### [What the exercise asks]
Retype the passage of the Yellow Corp. bankruptcy article word for word, starting with "Government Stake in" and going on through "CARES Act loan.".

[Reading text Boundary: Start]

Yellow Corp.’s Bankruptcy and $700 Million Federal Loan

Yellow Corp.’s recent Chapter 11 filing has brought attention to the $700 million federal loan that the company received during the Covid-19 pandemic.

Union Blames Yellow for Misusing Bailout Funds

Following the announcement of Yellow’s bankruptcy filing on Sunday, the Nashville, Tenn.-based trucking company has attributed its financial troubles to the actions of the Teamsters union. In response, the union posted a statement on its website accusing Yellow of squandering the $700 million bailout.

Government Stake in YRC Worldwide

As part of the bailout agreement, the U.S. Department of Treasury now holds nearly 30% stake in YRC Worldwide, previously known as Yellow. This makes the government the company’s second-largest shareholder.

Yellow’s Commitment to Repay Loan

Yellow has stated its commitment to fully repay the loan, which was granted in July 2020. Despite the challenges they face, Yellow’s CEO Darren Hawkins expressed gratitude towards the dedicated employees who worked tirelessly to fulfil their duties and bring closure to the company. Hawkins emphasized that Yellow intends to wind down its business in a professional manner, aiming to maximize recoveries for creditors and honor its obligation to repay the CARES Act loan.

The Treasury’s Perspective on YRC Worldwide

According to the Treasury’s summary of the loan transaction, YRC Worldwide is recognized as a prominent provider of Department of Defense supply transportation and various delivery services for the U.S. Government.

[Reading text Boundary: End]
[Record extracts Boundary: Start]

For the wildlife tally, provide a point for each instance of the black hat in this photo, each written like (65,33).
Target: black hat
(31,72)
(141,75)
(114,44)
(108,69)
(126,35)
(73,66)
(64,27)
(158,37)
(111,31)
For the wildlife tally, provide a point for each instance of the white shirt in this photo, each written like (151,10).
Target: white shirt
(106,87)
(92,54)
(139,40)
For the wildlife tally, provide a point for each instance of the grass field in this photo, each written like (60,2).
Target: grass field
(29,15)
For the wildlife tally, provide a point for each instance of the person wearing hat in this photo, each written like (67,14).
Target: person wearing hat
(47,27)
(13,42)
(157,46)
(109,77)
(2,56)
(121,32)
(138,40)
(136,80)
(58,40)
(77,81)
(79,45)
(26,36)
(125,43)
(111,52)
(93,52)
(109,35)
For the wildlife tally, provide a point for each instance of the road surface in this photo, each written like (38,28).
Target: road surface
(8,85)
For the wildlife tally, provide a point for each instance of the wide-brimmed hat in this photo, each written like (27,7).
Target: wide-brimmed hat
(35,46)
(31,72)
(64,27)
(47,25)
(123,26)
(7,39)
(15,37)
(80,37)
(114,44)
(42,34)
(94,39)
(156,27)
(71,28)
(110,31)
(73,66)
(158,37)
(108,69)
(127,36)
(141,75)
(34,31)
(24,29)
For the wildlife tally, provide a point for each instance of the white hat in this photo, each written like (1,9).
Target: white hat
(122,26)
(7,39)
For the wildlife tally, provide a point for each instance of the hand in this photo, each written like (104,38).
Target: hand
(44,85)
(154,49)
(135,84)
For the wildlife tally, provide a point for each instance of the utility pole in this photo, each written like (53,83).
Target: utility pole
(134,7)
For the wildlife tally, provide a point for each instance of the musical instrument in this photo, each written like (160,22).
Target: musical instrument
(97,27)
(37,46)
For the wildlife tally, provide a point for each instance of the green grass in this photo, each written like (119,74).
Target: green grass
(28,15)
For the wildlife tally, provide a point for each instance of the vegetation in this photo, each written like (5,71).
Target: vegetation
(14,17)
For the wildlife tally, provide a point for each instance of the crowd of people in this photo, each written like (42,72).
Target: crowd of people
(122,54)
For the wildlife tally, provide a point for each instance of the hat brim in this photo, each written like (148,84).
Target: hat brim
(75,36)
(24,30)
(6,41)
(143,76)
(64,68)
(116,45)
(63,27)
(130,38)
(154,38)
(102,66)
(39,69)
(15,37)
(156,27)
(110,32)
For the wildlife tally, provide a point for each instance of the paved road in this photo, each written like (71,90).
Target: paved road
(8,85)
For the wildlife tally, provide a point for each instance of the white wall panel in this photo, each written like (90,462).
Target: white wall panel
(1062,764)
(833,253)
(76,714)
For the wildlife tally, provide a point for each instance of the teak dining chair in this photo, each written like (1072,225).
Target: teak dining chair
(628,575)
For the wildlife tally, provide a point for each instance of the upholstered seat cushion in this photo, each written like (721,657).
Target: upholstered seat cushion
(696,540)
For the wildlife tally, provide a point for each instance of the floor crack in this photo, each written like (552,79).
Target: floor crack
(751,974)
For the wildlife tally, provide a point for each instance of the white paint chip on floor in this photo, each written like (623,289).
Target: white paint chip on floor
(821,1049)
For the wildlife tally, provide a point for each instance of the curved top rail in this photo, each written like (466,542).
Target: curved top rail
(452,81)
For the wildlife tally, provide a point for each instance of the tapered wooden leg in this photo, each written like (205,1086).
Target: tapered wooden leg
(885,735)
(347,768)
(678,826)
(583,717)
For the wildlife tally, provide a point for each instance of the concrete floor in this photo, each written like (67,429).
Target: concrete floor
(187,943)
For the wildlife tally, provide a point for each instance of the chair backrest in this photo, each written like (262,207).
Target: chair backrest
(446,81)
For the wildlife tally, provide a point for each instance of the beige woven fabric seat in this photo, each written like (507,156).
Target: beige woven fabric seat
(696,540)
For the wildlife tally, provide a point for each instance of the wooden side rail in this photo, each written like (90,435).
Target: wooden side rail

[Record extracts Boundary: End]

### [Solution below]
Government Stake in YRC Worldwide

As part of the bailout agreement, the U.S. Department of Treasury now holds nearly 30% stake in YRC Worldwide, previously known as Yellow. This makes the government the company’s second-largest shareholder.

Yellow’s Commitment to Repay Loan

Yellow has stated its commitment to fully repay the loan, which was granted in July 2020. Despite the challenges they face, Yellow’s CEO Darren Hawkins expressed gratitude towards the dedicated employees who worked tirelessly to fulfil their duties and bring closure to the company. Hawkins emphasized that Yellow intends to wind down its business in a professional manner, aiming to maximize recoveries for creditors and honor its obligation to repay the CARES Act loan.